Sigue el texto sobre cómo pasar datos de un RDD a un DataFrame en formato JSON con PySpark, a partir del punto en que termina.
── Texto de estudio
Las siguientes celdas muestran cómo transformar una colección obtenida desde datos creados como RDD a un DataFrame definido como JSON.

Para ello hay que crear el esquema de los datos JSON y con éste transformarlo con la función _from_json_

In [0]:
tareas = ["""{"dia": "Lunes", "tareas": ["Corregir ejercicios", "Ir a nadar", "Comprar pan"]}"""]
# ['{"dia": "Lunes", "tareas": ["Corregir ejercicios", "Ir a nadar", "Comprar pan"]}']
tareasRDD = spark.sparkContext.parallelize(tareas)
# tareasStrDF es un DF con una columna con nombre value de tipo string
tareasStrDF = tareasRDD.toDF("string")
tareasStrDF.printSchema()
tareasStrDF.show()

root
 |-- value: string (nullable = true)

+--------------------+
|               value|
+--------------------+
|{"dia": "Lunes", ...|
+--------------------+



In [0]:
# Se quiere pasar el DataFrame a JSON.
# Lo primero es definir el esquema de la estructura JSON
from pyspark.sql.types import StructType, StructField, StringType, ArrayType

esquemaTareas = StructType([
    StructField("dia", StringType(), False),
    StructField("tareas", ArrayType(StringType(), False), False)
])

In [0]:
# Transformamos el DF al formato JSON
todosDF = tareasStrDF.select(from_json("value", esquemaTareas).alias("datos"))
todosDF.printSchema()

root
 |-- datos: struct (nullable = true)
 |    |-- dia: string (nullable = true)
 |    |-- tareas: array (nullable = true)
 |    |    |-- element: string (containsNull = true)
────
── Listado de datos
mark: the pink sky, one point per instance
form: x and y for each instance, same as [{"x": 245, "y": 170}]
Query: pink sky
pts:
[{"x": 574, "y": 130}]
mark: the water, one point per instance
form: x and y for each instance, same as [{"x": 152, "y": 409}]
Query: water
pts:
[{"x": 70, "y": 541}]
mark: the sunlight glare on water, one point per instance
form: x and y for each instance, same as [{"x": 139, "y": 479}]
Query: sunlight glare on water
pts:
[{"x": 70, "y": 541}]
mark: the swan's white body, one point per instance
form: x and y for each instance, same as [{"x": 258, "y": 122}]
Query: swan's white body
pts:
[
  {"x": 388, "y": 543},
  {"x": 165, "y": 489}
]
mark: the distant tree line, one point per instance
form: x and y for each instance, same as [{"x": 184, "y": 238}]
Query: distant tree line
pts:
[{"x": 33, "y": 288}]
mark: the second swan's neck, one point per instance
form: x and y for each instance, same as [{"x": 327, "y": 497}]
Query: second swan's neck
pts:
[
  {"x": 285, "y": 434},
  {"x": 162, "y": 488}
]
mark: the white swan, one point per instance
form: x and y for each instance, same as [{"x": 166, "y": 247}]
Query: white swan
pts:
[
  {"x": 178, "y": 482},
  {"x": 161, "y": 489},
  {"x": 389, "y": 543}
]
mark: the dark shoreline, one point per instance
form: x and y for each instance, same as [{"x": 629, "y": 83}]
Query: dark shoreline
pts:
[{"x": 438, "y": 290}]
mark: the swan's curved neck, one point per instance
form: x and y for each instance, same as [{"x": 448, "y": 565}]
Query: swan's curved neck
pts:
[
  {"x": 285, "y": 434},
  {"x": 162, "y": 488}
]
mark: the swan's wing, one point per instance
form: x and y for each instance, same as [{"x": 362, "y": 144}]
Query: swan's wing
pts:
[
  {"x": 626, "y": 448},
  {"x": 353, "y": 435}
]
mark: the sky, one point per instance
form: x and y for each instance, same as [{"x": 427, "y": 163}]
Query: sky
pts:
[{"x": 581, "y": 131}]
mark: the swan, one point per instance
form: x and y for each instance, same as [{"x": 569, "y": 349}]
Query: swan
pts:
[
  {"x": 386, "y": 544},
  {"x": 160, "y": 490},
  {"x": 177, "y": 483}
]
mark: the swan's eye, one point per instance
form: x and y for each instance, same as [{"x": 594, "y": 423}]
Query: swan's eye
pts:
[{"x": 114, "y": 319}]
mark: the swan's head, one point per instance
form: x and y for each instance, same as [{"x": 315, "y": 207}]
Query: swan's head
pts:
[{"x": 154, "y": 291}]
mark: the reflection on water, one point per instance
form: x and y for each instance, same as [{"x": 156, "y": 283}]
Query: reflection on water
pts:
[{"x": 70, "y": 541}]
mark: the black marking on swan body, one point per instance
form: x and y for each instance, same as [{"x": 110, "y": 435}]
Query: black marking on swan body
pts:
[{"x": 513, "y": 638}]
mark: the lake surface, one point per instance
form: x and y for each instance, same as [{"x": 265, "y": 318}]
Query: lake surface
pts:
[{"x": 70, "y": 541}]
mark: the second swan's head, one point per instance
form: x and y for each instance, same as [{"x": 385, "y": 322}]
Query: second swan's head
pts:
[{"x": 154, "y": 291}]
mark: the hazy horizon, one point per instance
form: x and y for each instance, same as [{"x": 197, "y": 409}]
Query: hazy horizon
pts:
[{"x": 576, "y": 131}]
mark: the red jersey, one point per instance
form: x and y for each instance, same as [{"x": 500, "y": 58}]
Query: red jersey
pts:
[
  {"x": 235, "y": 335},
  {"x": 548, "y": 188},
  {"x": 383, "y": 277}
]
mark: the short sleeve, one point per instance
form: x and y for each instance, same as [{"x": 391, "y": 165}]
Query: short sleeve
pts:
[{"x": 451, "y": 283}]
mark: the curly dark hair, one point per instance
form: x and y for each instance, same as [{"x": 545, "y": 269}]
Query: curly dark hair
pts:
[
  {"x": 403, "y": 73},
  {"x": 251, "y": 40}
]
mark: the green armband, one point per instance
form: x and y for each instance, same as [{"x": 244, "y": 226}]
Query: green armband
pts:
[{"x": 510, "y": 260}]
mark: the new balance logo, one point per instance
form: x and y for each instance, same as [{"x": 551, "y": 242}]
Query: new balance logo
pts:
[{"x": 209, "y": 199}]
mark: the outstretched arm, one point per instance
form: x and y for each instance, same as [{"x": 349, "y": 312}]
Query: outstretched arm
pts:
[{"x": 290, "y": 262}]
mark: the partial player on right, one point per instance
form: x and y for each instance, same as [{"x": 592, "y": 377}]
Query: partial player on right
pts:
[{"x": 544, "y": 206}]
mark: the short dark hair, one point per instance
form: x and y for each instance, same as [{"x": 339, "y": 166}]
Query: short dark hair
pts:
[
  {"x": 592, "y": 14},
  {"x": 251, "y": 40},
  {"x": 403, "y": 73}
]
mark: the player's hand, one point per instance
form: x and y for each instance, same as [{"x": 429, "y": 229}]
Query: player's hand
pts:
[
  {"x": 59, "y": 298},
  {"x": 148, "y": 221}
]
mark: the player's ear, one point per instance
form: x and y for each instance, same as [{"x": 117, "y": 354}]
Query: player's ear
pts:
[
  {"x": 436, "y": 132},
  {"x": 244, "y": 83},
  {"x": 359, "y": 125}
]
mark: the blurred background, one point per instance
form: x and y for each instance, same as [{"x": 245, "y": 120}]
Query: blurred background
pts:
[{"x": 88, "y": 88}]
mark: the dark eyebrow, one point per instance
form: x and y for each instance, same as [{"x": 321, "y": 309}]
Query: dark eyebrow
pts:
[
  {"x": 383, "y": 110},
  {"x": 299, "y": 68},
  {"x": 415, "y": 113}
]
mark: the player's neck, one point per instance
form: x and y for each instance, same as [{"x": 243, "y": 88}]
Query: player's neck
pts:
────
▶ Resultado
In [0]:
# Acceso a los datos
# Un elemento de una columna
todosDF.select(col("datos").getItem("dia"),
     "datos.tareas",
     (todosDF.datos.getItem("tareas")[0]).alias("tarea1")).show(truncate=False)

+---------+----------------------------------------------+-------------------+
|datos.dia|tareas                                        |tarea1             |
+---------+----------------------------------------------+-------------------+
|Lunes    |[Corregir ejercicios, Ir a nadar, Comprar pan]|Corregir ejercicios|
+---------+----------------------------------------------+-------------------+



In [0]:
# Representación JSON de una columna
todosDF.select(to_json("datos")).show(truncate=False)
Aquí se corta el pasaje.